* **Texto mostrado**:
Redacción
Después de haber conocido la vida monástica decidió consagrarse a ella, lejos de las distracciones del mundo, en aquellos lugares donde el Hijo de Dios había sufrido y muerto por nosotros. Pasó por Aquileya con un grupo de amigos, caminando hacia la meta de sus anhelos por las viejas carreteras trazadas por los ejércitos romanos.
Pero en Antioquía de Siria una enfermedad lo arrojó al lecho. Allí la muerte lo despojó de sus compañeros más estimados; pero él sanó y en las largas semanas de convalecencia estudió a fondo la lengua griega, que llegó a dominar. Jerónimo sentía un deseo poderosísimo de lograr la vida perfecta, como los padres del desierto. Además, su espíritu inquieto requería de una tarea en que tuviese que poner en juego todo su ingenio. Bajo el calcinante sol del desierto se dedicó al aprendizaje del hebreo y de sus diferentes dialectos.
Por fin, la controversia sobre la plaza episcopal de Antioquía lo ahuyentó de su caverna de ermitaño en Chalquis. Pasó nuestro santo a Constantinopla, donde llegó a ser amigo íntimo de Gregorio Nacianceno y comenzó a traducir al latín las obras cláskicas de Orígenes y Eusebio. Más tarde llegó a Roma y allí recibió la ordenación sacerdotal.
El Papa Dámaso I recibió al erudito con gran alegría y lo nombró su secretario y consejero íntimo para los enmarañados asuntos de la Iglesia oriental. Cumpliendo con su deseo, Jerónimo emprendió la obra gigantesca que dio inmortalidad a su nombre, a saber, la corrección y purificación de la edición latina de la Biblia, basándose en los textos originales hebreos y griegos.
La franqueza sin consideraciones, con la que Jerónimo había condenado la hipocresía de los círculos cortesanos y los deslices de ciertos clérigos, le imposibilitaron quedarse en Roma después de la muerte de su protector, el Papa San Dámaso I. Belén se convirtió en su segunda patria. Allí construyó un monasterio para sus compañeros y tres conventos para las mujeres contemplativas que le habían seguido desde Roma.

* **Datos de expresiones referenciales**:

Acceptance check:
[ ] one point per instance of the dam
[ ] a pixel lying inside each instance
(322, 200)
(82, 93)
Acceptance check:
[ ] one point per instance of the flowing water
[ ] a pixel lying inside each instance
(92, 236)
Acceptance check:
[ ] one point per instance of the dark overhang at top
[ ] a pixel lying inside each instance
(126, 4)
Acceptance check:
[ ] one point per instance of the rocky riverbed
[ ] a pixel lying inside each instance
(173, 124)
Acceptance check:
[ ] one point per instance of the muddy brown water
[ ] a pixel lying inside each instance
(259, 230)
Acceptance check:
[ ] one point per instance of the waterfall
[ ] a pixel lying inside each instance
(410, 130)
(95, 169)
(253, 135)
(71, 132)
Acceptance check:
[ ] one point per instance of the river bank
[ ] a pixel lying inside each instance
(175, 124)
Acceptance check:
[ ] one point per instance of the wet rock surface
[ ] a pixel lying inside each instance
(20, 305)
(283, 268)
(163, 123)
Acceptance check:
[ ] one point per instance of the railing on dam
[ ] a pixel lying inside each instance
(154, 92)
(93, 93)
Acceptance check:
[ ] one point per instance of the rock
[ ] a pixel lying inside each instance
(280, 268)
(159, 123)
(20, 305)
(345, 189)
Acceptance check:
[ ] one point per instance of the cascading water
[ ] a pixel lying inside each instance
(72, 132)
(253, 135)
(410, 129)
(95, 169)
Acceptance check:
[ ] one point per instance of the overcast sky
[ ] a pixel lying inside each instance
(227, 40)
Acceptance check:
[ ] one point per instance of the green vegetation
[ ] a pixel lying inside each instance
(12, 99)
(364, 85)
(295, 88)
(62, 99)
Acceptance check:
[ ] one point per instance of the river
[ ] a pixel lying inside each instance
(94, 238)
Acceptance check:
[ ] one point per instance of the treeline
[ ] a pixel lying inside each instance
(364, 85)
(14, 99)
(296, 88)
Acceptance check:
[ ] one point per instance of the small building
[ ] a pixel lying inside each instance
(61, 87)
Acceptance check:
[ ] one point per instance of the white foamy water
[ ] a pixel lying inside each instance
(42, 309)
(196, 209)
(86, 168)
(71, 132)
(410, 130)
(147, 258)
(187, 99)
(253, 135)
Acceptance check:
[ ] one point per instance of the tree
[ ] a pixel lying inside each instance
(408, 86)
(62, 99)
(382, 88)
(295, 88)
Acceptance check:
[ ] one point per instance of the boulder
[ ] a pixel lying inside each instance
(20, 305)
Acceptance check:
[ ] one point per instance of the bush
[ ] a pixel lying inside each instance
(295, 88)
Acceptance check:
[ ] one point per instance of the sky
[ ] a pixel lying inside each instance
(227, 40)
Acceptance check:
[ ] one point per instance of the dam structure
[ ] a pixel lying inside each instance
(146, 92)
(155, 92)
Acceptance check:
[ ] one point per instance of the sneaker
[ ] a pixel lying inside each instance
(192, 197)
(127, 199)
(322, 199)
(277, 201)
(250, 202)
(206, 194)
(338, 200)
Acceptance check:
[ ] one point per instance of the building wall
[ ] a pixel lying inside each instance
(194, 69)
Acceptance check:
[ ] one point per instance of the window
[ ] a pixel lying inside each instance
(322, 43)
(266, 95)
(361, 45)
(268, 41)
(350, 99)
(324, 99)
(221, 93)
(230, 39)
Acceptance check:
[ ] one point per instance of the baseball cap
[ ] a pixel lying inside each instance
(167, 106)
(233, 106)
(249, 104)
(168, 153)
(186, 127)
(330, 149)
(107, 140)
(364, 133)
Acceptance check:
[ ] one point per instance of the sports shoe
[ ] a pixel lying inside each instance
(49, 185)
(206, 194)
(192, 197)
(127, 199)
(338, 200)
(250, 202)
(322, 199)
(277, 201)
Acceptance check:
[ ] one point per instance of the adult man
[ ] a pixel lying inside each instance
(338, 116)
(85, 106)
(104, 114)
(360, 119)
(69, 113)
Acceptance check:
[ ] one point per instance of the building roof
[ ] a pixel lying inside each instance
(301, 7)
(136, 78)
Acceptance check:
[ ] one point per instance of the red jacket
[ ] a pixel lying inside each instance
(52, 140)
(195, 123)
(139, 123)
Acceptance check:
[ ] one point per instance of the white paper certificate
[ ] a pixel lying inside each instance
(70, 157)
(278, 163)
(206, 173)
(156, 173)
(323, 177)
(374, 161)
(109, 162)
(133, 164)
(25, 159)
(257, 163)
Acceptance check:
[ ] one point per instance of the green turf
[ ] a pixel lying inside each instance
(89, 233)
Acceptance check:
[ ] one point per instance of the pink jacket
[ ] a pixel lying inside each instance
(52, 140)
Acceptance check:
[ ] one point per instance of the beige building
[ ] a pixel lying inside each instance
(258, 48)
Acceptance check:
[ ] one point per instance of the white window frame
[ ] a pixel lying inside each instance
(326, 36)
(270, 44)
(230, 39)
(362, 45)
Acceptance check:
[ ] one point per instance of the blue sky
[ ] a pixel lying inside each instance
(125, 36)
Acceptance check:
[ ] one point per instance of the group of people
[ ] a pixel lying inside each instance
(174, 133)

* **Preguntas**:
1 – Reproduce del texto sobre Jerónimo el fragmento que va desde "Por fin, la" hasta "la ordenación sacerdotal.", incluido este último.
2 – Por favor, resume en forma de lista el párrafo del texto sobre Jerónimo que empieza con "El Papa Dámaso I recibió al erudito", conservando sus datos principales.
3 – Retoma el texto sobre Jerónimo a partir de su última oración y continúalo.
El material no interviene en nada de esto.

* **Respuestas esperadas**:
1 –
Por fin, la controversia sobre la plaza episcopal de Antioquía lo ahuyentó de su caverna de ermitaño en Chalquis. Pasó nuestro santo a Constantinopla, donde llegó a ser amigo íntimo de Gregorio Nacianceno y comenzó a traducir al latín las obras cláskicas de Orígenes y Eusebio. Más tarde llegó a Roma y allí recibió la ordenación sacerdotal.

2 –
- El Papa Dámaso I recibió a Jerónimo con gran alegría.
- Lo nombró su secretario y consejero íntimo para los asuntos de la Iglesia oriental.
- A petición del Papa, Jerónimo emprendió la corrección y purificación de la edición latina de la Biblia.
- Se basó en los textos originales hebreos y griegos.
- Esa obra dio inmortalidad a su nombre.

3 –
La oración, los trabajos científicos, las prácticas ascéticas, todo estaba rigurosamente regulado, como lo hacían los ermitaños. Todo un ejército de escribanos tenía que esforzarse para seguir a San Jerónimo. A la manera de un torrente impetuoso fluían sus pensamientos y escritos, que contenían generalmente exégesis bíblica.
Terminó la traducción de la Biblia precisamente en Belén. Asombra el tamaño de su obra, comparable sólo con la de San Agustín. Con todo, una comparación con San Agustín también manifiesta los lados débiles de su gigantesca obra: Jerónimo pasaba con exagerada rapidez de un argumento a otro. La premura al dictar y la falta de habilidad del escribano causaron muchos descuidos. De todo el mundo le llegaban cartas a las que contestaba con gusto. ¡Con qué virilidad había luchado contra la herejía! No tenía empacho en usar el sarcasmo, la palabra agresiva en contra de los errores de los pelagianos, a quienes consideraba como enemigos personales. Por este rencor, dichos herejes llegaron a asaltar y a incendiar sus conventos.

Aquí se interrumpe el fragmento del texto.